Goal: Word for word, transcribe the lines below and drop the pictures.

________________

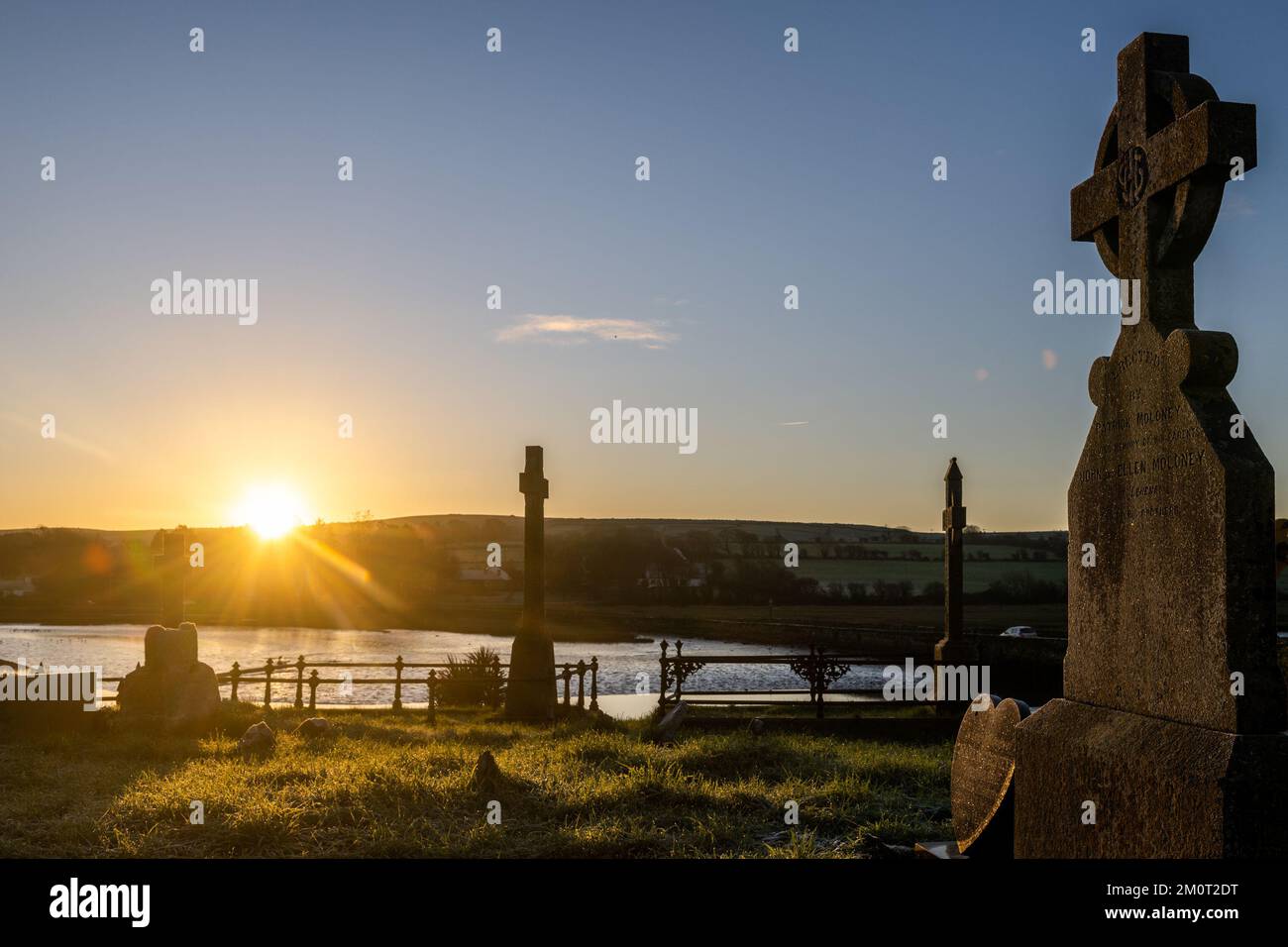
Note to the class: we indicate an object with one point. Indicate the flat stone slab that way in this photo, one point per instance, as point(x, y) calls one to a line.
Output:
point(938, 849)
point(1155, 789)
point(982, 774)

________________

Response below:
Note to the class: we indicate an object with one point. Indicate the flat stone slab that way in this photo, one point per instance, as point(x, y) calls one to a line.
Output:
point(938, 849)
point(1155, 789)
point(982, 774)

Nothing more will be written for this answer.